THE TASK
Pick out every line of the records below that contains the string "light" and copy each one. Case matters.

-- BEGIN INPUT RECORDS --

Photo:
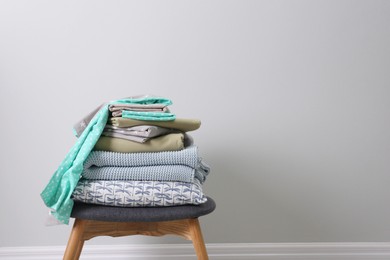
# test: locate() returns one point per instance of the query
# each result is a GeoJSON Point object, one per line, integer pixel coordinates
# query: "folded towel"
{"type": "Point", "coordinates": [148, 116]}
{"type": "Point", "coordinates": [182, 124]}
{"type": "Point", "coordinates": [139, 134]}
{"type": "Point", "coordinates": [169, 142]}
{"type": "Point", "coordinates": [116, 109]}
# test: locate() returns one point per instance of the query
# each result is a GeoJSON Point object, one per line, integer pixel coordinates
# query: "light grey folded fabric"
{"type": "Point", "coordinates": [116, 109]}
{"type": "Point", "coordinates": [141, 131]}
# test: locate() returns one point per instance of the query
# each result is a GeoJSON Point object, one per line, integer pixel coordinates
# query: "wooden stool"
{"type": "Point", "coordinates": [95, 220]}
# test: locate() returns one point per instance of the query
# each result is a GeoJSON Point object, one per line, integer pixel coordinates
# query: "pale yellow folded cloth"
{"type": "Point", "coordinates": [169, 142]}
{"type": "Point", "coordinates": [182, 124]}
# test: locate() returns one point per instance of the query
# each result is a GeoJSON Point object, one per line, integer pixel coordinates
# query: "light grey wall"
{"type": "Point", "coordinates": [293, 97]}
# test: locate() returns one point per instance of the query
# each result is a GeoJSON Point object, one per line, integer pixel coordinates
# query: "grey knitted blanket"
{"type": "Point", "coordinates": [183, 165]}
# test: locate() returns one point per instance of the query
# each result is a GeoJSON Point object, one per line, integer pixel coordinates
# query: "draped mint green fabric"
{"type": "Point", "coordinates": [57, 193]}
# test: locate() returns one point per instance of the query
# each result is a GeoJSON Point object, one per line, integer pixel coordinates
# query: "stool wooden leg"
{"type": "Point", "coordinates": [76, 241]}
{"type": "Point", "coordinates": [197, 239]}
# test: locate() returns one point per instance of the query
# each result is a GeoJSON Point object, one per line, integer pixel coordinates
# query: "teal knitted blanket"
{"type": "Point", "coordinates": [57, 193]}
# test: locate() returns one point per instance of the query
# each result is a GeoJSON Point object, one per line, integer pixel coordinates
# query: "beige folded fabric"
{"type": "Point", "coordinates": [182, 124]}
{"type": "Point", "coordinates": [169, 142]}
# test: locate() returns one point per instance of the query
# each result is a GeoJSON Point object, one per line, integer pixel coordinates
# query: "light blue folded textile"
{"type": "Point", "coordinates": [183, 165]}
{"type": "Point", "coordinates": [180, 173]}
{"type": "Point", "coordinates": [56, 195]}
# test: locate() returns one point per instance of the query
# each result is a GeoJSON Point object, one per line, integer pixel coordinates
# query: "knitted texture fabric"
{"type": "Point", "coordinates": [143, 173]}
{"type": "Point", "coordinates": [183, 165]}
{"type": "Point", "coordinates": [56, 195]}
{"type": "Point", "coordinates": [138, 193]}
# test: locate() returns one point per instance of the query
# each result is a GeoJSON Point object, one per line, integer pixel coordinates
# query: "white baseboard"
{"type": "Point", "coordinates": [234, 251]}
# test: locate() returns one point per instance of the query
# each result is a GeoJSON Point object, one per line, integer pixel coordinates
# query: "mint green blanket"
{"type": "Point", "coordinates": [58, 191]}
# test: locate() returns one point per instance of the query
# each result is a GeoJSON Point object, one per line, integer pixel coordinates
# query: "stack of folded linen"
{"type": "Point", "coordinates": [143, 158]}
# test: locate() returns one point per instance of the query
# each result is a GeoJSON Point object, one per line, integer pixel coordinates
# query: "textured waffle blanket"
{"type": "Point", "coordinates": [138, 193]}
{"type": "Point", "coordinates": [184, 166]}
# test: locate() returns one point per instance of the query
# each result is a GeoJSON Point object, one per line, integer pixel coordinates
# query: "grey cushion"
{"type": "Point", "coordinates": [141, 214]}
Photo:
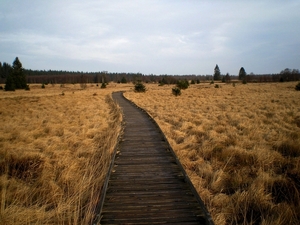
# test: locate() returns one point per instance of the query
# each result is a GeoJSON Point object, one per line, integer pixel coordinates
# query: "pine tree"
{"type": "Point", "coordinates": [217, 73]}
{"type": "Point", "coordinates": [123, 80]}
{"type": "Point", "coordinates": [9, 84]}
{"type": "Point", "coordinates": [19, 75]}
{"type": "Point", "coordinates": [242, 74]}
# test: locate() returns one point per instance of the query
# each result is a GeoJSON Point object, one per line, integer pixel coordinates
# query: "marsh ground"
{"type": "Point", "coordinates": [239, 144]}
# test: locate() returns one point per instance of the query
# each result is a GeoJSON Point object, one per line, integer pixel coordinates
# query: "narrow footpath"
{"type": "Point", "coordinates": [147, 184]}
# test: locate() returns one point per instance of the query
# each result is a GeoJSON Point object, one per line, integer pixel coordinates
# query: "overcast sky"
{"type": "Point", "coordinates": [152, 36]}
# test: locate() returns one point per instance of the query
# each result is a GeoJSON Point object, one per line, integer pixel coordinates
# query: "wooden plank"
{"type": "Point", "coordinates": [146, 184]}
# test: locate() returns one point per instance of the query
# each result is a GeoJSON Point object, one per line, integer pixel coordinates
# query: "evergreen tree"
{"type": "Point", "coordinates": [227, 78]}
{"type": "Point", "coordinates": [9, 84]}
{"type": "Point", "coordinates": [123, 81]}
{"type": "Point", "coordinates": [217, 73]}
{"type": "Point", "coordinates": [242, 74]}
{"type": "Point", "coordinates": [19, 75]}
{"type": "Point", "coordinates": [16, 79]}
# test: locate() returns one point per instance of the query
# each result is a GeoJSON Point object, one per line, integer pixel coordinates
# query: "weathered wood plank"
{"type": "Point", "coordinates": [147, 184]}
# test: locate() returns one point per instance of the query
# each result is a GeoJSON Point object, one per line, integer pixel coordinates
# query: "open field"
{"type": "Point", "coordinates": [55, 149]}
{"type": "Point", "coordinates": [240, 146]}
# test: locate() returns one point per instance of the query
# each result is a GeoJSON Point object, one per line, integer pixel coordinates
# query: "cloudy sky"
{"type": "Point", "coordinates": [152, 36]}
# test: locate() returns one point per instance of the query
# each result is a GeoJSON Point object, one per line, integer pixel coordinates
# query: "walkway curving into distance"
{"type": "Point", "coordinates": [147, 184]}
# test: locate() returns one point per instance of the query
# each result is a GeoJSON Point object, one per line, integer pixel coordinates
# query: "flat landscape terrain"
{"type": "Point", "coordinates": [239, 144]}
{"type": "Point", "coordinates": [55, 149]}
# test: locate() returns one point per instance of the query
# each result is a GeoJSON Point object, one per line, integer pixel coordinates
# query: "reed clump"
{"type": "Point", "coordinates": [239, 145]}
{"type": "Point", "coordinates": [54, 152]}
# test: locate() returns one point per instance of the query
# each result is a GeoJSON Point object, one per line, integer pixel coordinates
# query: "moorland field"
{"type": "Point", "coordinates": [239, 144]}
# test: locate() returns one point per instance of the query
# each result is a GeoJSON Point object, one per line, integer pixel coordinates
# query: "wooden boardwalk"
{"type": "Point", "coordinates": [147, 184]}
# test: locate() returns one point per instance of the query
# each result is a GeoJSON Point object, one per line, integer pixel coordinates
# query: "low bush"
{"type": "Point", "coordinates": [139, 87]}
{"type": "Point", "coordinates": [176, 91]}
{"type": "Point", "coordinates": [182, 84]}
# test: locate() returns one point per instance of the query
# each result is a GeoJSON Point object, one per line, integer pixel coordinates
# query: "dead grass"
{"type": "Point", "coordinates": [240, 146]}
{"type": "Point", "coordinates": [55, 149]}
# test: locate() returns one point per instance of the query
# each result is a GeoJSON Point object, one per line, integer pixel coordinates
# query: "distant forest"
{"type": "Point", "coordinates": [62, 77]}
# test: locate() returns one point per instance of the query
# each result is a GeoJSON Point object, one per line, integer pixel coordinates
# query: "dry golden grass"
{"type": "Point", "coordinates": [240, 146]}
{"type": "Point", "coordinates": [55, 147]}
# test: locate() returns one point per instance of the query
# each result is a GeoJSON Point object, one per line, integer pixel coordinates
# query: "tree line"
{"type": "Point", "coordinates": [9, 73]}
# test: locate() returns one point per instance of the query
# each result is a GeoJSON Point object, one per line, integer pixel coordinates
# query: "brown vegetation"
{"type": "Point", "coordinates": [240, 145]}
{"type": "Point", "coordinates": [55, 148]}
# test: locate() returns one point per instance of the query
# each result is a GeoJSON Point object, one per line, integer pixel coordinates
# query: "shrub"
{"type": "Point", "coordinates": [182, 84]}
{"type": "Point", "coordinates": [139, 87]}
{"type": "Point", "coordinates": [297, 87]}
{"type": "Point", "coordinates": [176, 91]}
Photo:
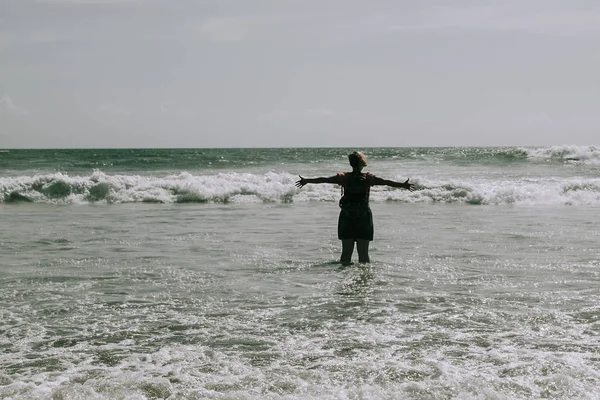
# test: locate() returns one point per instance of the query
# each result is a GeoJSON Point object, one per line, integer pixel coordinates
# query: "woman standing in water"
{"type": "Point", "coordinates": [355, 223]}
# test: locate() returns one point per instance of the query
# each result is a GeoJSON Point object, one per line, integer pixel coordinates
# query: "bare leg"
{"type": "Point", "coordinates": [347, 249]}
{"type": "Point", "coordinates": [363, 250]}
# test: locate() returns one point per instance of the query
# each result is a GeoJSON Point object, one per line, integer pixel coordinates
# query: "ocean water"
{"type": "Point", "coordinates": [206, 274]}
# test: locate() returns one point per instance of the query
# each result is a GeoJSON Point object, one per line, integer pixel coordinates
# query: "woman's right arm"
{"type": "Point", "coordinates": [331, 179]}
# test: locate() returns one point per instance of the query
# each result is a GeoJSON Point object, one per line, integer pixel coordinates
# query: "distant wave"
{"type": "Point", "coordinates": [565, 153]}
{"type": "Point", "coordinates": [235, 187]}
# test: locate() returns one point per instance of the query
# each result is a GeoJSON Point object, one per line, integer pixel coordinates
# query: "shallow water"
{"type": "Point", "coordinates": [244, 301]}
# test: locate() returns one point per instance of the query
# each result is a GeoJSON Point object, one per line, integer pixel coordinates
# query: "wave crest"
{"type": "Point", "coordinates": [274, 187]}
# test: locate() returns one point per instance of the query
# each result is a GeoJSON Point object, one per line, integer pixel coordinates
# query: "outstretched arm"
{"type": "Point", "coordinates": [386, 182]}
{"type": "Point", "coordinates": [303, 181]}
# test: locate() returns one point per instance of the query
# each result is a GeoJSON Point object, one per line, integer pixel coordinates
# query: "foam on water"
{"type": "Point", "coordinates": [279, 187]}
{"type": "Point", "coordinates": [567, 153]}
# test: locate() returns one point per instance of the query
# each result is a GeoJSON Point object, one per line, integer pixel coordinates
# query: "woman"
{"type": "Point", "coordinates": [355, 223]}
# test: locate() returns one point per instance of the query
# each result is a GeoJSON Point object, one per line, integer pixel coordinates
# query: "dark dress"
{"type": "Point", "coordinates": [356, 220]}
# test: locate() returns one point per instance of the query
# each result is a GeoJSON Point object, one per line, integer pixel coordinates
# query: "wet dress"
{"type": "Point", "coordinates": [356, 220]}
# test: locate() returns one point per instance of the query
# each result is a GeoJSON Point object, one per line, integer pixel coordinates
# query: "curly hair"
{"type": "Point", "coordinates": [357, 158]}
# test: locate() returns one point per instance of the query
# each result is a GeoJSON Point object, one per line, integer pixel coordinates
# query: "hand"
{"type": "Point", "coordinates": [300, 183]}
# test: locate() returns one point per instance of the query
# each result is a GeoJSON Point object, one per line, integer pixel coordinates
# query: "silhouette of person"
{"type": "Point", "coordinates": [355, 223]}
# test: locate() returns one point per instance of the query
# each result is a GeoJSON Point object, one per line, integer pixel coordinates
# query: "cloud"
{"type": "Point", "coordinates": [287, 115]}
{"type": "Point", "coordinates": [167, 109]}
{"type": "Point", "coordinates": [238, 28]}
{"type": "Point", "coordinates": [91, 2]}
{"type": "Point", "coordinates": [8, 106]}
{"type": "Point", "coordinates": [530, 17]}
{"type": "Point", "coordinates": [113, 109]}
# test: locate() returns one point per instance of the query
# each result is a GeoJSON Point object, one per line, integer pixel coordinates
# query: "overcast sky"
{"type": "Point", "coordinates": [272, 73]}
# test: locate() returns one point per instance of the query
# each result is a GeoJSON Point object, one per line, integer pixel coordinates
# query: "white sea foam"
{"type": "Point", "coordinates": [585, 154]}
{"type": "Point", "coordinates": [233, 187]}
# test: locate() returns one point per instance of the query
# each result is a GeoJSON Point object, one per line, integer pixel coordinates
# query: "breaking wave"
{"type": "Point", "coordinates": [233, 187]}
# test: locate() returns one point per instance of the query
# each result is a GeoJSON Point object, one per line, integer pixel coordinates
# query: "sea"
{"type": "Point", "coordinates": [207, 274]}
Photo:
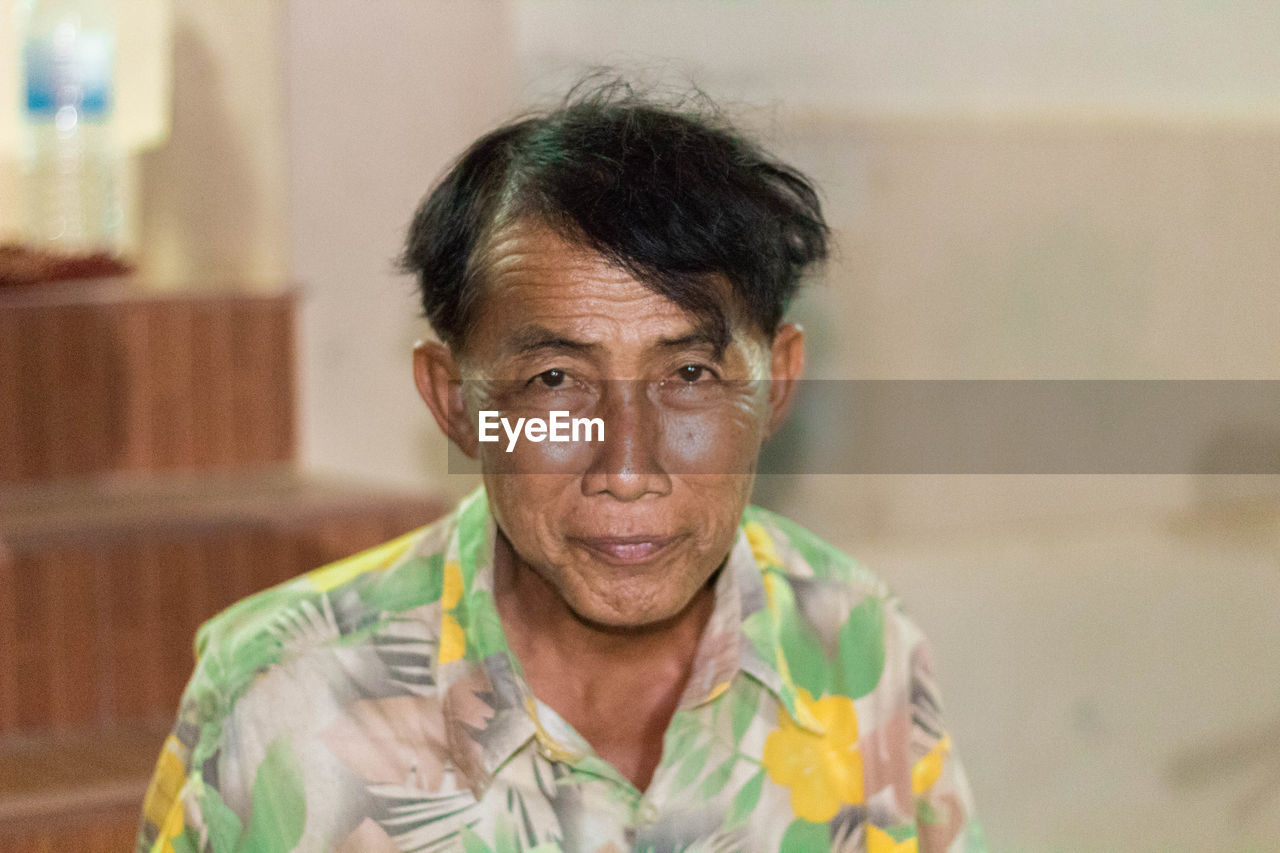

-- END INPUT RECORDS --

REPLY TO THE EXERCISE
# query: "light grey folded fabric"
# query: "light grey wall"
# query: "light blue folded textile"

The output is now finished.